Items from a data source:
■ ■ ■ ■ ■

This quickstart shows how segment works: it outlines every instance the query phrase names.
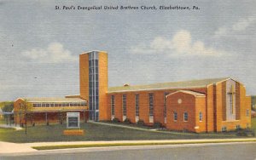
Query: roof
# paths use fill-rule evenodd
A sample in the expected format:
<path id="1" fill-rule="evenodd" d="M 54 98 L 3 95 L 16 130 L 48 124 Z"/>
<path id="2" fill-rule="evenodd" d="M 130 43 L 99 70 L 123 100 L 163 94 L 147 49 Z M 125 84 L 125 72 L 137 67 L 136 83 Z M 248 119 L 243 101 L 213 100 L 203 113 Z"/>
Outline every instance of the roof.
<path id="1" fill-rule="evenodd" d="M 191 90 L 177 90 L 176 92 L 169 94 L 168 95 L 166 95 L 166 97 L 169 96 L 169 95 L 172 95 L 174 94 L 177 94 L 177 93 L 180 93 L 180 92 L 189 94 L 194 95 L 195 97 L 205 97 L 206 96 L 205 94 L 201 94 L 201 93 L 199 93 L 199 92 L 194 92 L 194 91 L 191 91 Z"/>
<path id="2" fill-rule="evenodd" d="M 80 54 L 89 54 L 89 53 L 91 53 L 91 52 L 106 53 L 106 54 L 108 53 L 107 51 L 104 51 L 104 50 L 90 50 L 90 51 L 83 52 Z"/>
<path id="3" fill-rule="evenodd" d="M 201 79 L 191 80 L 183 82 L 172 82 L 163 83 L 154 83 L 147 85 L 134 85 L 134 86 L 120 86 L 111 87 L 108 89 L 108 93 L 115 92 L 129 92 L 129 91 L 143 91 L 143 90 L 157 90 L 167 89 L 185 89 L 185 88 L 201 88 L 207 85 L 213 84 L 218 82 L 225 81 L 230 77 L 212 78 L 212 79 Z"/>
<path id="4" fill-rule="evenodd" d="M 62 97 L 41 97 L 41 98 L 21 98 L 27 102 L 86 102 L 80 98 L 62 98 Z"/>

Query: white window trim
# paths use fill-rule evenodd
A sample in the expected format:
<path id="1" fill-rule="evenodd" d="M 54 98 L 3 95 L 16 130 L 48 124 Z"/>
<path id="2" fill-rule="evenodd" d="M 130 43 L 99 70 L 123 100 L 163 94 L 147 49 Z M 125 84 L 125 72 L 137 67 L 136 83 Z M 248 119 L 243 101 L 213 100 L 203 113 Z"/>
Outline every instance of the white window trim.
<path id="1" fill-rule="evenodd" d="M 188 120 L 185 120 L 185 113 L 187 113 L 187 117 L 188 117 Z M 183 122 L 188 122 L 189 121 L 189 113 L 187 112 L 187 111 L 185 111 L 184 113 L 183 113 Z"/>

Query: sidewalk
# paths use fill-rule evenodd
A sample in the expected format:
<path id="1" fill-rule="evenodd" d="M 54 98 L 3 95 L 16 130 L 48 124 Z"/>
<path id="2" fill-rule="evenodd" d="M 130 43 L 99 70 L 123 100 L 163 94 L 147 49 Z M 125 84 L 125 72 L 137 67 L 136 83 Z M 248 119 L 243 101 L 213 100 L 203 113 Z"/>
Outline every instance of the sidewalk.
<path id="1" fill-rule="evenodd" d="M 115 141 L 63 141 L 63 142 L 38 142 L 38 143 L 9 143 L 0 141 L 0 154 L 40 151 L 32 149 L 32 146 L 73 146 L 73 145 L 97 145 L 97 144 L 148 144 L 161 143 L 162 145 L 185 145 L 200 143 L 235 143 L 235 142 L 253 142 L 256 143 L 256 138 L 252 139 L 205 139 L 205 140 L 115 140 Z M 106 146 L 108 147 L 108 146 Z"/>
<path id="2" fill-rule="evenodd" d="M 7 125 L 7 124 L 0 124 L 0 128 L 5 128 L 5 129 L 15 129 L 16 130 L 20 130 L 23 129 L 20 126 L 15 126 L 15 124 L 11 124 L 11 125 Z"/>

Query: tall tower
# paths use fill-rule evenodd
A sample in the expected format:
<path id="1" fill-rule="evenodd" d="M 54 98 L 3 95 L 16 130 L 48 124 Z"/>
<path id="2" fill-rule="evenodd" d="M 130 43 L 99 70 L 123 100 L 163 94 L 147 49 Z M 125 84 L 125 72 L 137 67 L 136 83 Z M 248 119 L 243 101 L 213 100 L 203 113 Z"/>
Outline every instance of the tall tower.
<path id="1" fill-rule="evenodd" d="M 89 119 L 108 119 L 108 54 L 90 51 L 79 56 L 80 96 L 88 100 Z"/>

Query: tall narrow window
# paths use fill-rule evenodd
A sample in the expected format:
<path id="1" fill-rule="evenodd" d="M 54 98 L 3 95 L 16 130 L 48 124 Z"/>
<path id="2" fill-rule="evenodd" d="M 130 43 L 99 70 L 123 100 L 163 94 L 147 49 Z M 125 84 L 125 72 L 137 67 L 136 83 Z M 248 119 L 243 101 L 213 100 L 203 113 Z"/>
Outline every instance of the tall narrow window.
<path id="1" fill-rule="evenodd" d="M 164 94 L 164 100 L 165 100 L 165 106 L 164 106 L 164 117 L 166 117 L 166 95 L 168 95 L 169 93 L 165 92 Z"/>
<path id="2" fill-rule="evenodd" d="M 114 115 L 114 95 L 111 95 L 111 115 Z"/>
<path id="3" fill-rule="evenodd" d="M 247 110 L 247 117 L 249 117 L 249 110 Z"/>
<path id="4" fill-rule="evenodd" d="M 98 75 L 98 53 L 89 53 L 89 118 L 98 121 L 96 113 L 99 110 L 99 75 Z"/>
<path id="5" fill-rule="evenodd" d="M 149 116 L 154 116 L 154 94 L 148 94 L 149 99 Z"/>
<path id="6" fill-rule="evenodd" d="M 140 106 L 139 106 L 139 94 L 135 94 L 135 116 L 139 117 Z"/>
<path id="7" fill-rule="evenodd" d="M 199 113 L 199 121 L 202 121 L 202 113 L 201 111 Z"/>
<path id="8" fill-rule="evenodd" d="M 126 94 L 123 94 L 123 116 L 126 116 Z"/>
<path id="9" fill-rule="evenodd" d="M 174 121 L 177 121 L 177 114 L 176 111 L 174 111 L 174 112 L 173 112 L 173 120 L 174 120 Z"/>
<path id="10" fill-rule="evenodd" d="M 188 112 L 184 112 L 183 118 L 184 118 L 185 122 L 188 121 L 188 119 L 189 119 L 189 114 L 188 114 Z"/>

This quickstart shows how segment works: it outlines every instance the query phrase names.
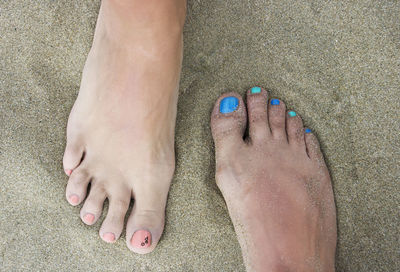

■ ■ ■ ■ ■

Update all the rows by replacing "expected format" with "required format" and keeping every other line unchanged. Leave the pictures out of the answer.

• Answer to this exercise
This quickstart shows how segment works: it outlines every instance the query phrase names.
Query: roof
# paths use fill-rule evenodd
A sample in the required format:
<path id="1" fill-rule="evenodd" d="M 54 98 L 3 95 L 16 130 L 48 124 Z"/>
<path id="2" fill-rule="evenodd" d="M 130 43 L 99 70 L 123 100 L 163 94 L 147 49 Z M 125 84 L 125 72 L 137 67 L 136 83 Z M 248 119 L 243 101 L 213 100 L 203 113 Z"/>
Outline every instance of the roof.
<path id="1" fill-rule="evenodd" d="M 191 90 L 177 90 L 176 92 L 169 94 L 168 95 L 166 95 L 166 97 L 169 96 L 169 95 L 172 95 L 174 94 L 177 94 L 177 93 L 180 93 L 180 92 L 189 94 L 194 95 L 195 97 L 205 97 L 206 96 L 205 94 L 201 94 L 201 93 L 199 93 L 199 92 L 194 92 L 194 91 L 191 91 Z"/>
<path id="2" fill-rule="evenodd" d="M 80 54 L 89 54 L 89 53 L 91 53 L 91 52 L 106 53 L 106 54 L 108 53 L 107 51 L 104 51 L 104 50 L 90 50 L 90 51 L 83 52 Z"/>
<path id="3" fill-rule="evenodd" d="M 201 79 L 191 80 L 183 82 L 172 82 L 163 83 L 154 83 L 147 85 L 134 85 L 134 86 L 120 86 L 111 87 L 108 89 L 108 93 L 115 92 L 129 92 L 129 91 L 143 91 L 143 90 L 157 90 L 167 89 L 185 89 L 185 88 L 201 88 L 207 85 L 213 84 L 218 82 L 225 81 L 230 77 L 212 78 L 212 79 Z"/>
<path id="4" fill-rule="evenodd" d="M 62 97 L 41 97 L 41 98 L 21 98 L 27 102 L 86 102 L 80 98 L 62 98 Z"/>

Query: white window trim
# paths use fill-rule evenodd
A sample in the required format:
<path id="1" fill-rule="evenodd" d="M 54 98 L 3 95 L 16 130 L 48 124 Z"/>
<path id="2" fill-rule="evenodd" d="M 130 43 L 99 70 L 123 100 L 163 94 L 147 49 Z M 125 84 L 125 72 L 137 67 L 136 83 Z M 248 119 L 243 101 L 213 100 L 203 113 Z"/>
Outline every instance of the white window trim.
<path id="1" fill-rule="evenodd" d="M 188 120 L 185 120 L 185 113 L 187 113 L 187 117 L 188 117 Z M 183 122 L 188 122 L 189 121 L 189 113 L 187 112 L 187 111 L 185 111 L 184 113 L 183 113 Z"/>

Query: sidewalk
# paths use fill-rule evenodd
A sample in the required format:
<path id="1" fill-rule="evenodd" d="M 54 98 L 3 95 L 16 130 L 48 124 Z"/>
<path id="2" fill-rule="evenodd" d="M 130 43 L 99 70 L 123 100 L 163 94 L 147 49 Z M 125 84 L 125 72 L 137 67 L 136 83 Z M 248 119 L 243 101 L 213 100 L 203 113 Z"/>
Outline every instance of the sidewalk.
<path id="1" fill-rule="evenodd" d="M 115 141 L 63 141 L 63 142 L 38 142 L 38 143 L 9 143 L 0 141 L 0 154 L 40 151 L 32 149 L 32 146 L 73 146 L 73 145 L 97 145 L 97 144 L 148 144 L 161 143 L 162 145 L 185 145 L 200 143 L 235 143 L 235 142 L 253 142 L 256 143 L 256 138 L 252 139 L 205 139 L 205 140 L 115 140 Z M 106 146 L 108 147 L 108 146 Z"/>
<path id="2" fill-rule="evenodd" d="M 7 125 L 7 124 L 0 124 L 0 128 L 5 128 L 5 129 L 15 129 L 16 130 L 20 130 L 23 129 L 20 126 L 15 126 L 15 124 L 11 124 L 11 125 Z"/>

Query: tall tower
# paths use fill-rule evenodd
A sample in the required format:
<path id="1" fill-rule="evenodd" d="M 54 98 L 3 95 L 16 130 L 48 124 Z"/>
<path id="2" fill-rule="evenodd" d="M 130 43 L 99 70 L 123 100 L 163 94 L 147 49 Z M 125 84 L 125 72 L 137 67 L 136 83 Z M 248 119 L 243 101 L 213 100 L 203 113 Z"/>
Outline every instance of the tall tower.
<path id="1" fill-rule="evenodd" d="M 89 119 L 108 119 L 108 54 L 90 51 L 79 56 L 80 96 L 88 100 Z"/>

Query: tall narrow window
# paths use fill-rule evenodd
A sample in the required format:
<path id="1" fill-rule="evenodd" d="M 54 98 L 3 95 L 16 130 L 48 124 Z"/>
<path id="2" fill-rule="evenodd" d="M 130 43 L 99 70 L 123 100 L 163 94 L 147 49 Z M 125 84 L 125 72 L 137 67 L 136 83 Z M 248 119 L 243 101 L 213 100 L 203 113 Z"/>
Outline every instance of the tall narrow window.
<path id="1" fill-rule="evenodd" d="M 164 94 L 164 100 L 165 100 L 165 106 L 164 106 L 164 117 L 166 117 L 166 95 L 168 95 L 169 93 L 165 92 Z"/>
<path id="2" fill-rule="evenodd" d="M 114 115 L 114 95 L 111 95 L 111 115 Z"/>
<path id="3" fill-rule="evenodd" d="M 247 110 L 247 117 L 249 117 L 249 110 Z"/>
<path id="4" fill-rule="evenodd" d="M 98 75 L 98 53 L 89 53 L 89 118 L 98 121 L 96 113 L 99 110 L 99 75 Z"/>
<path id="5" fill-rule="evenodd" d="M 149 116 L 154 116 L 154 94 L 148 94 L 149 99 Z"/>
<path id="6" fill-rule="evenodd" d="M 140 106 L 139 106 L 139 94 L 135 94 L 135 116 L 139 117 Z"/>
<path id="7" fill-rule="evenodd" d="M 199 113 L 199 121 L 202 121 L 202 113 L 201 111 Z"/>
<path id="8" fill-rule="evenodd" d="M 126 94 L 123 94 L 123 116 L 126 116 Z"/>
<path id="9" fill-rule="evenodd" d="M 174 121 L 177 121 L 177 114 L 176 111 L 174 111 L 174 112 L 173 112 L 173 120 L 174 120 Z"/>
<path id="10" fill-rule="evenodd" d="M 188 112 L 184 112 L 183 118 L 184 118 L 185 122 L 188 121 L 188 119 L 189 119 L 189 114 L 188 114 Z"/>

This quickstart shows how segment works: it outlines every instance the query phrase names.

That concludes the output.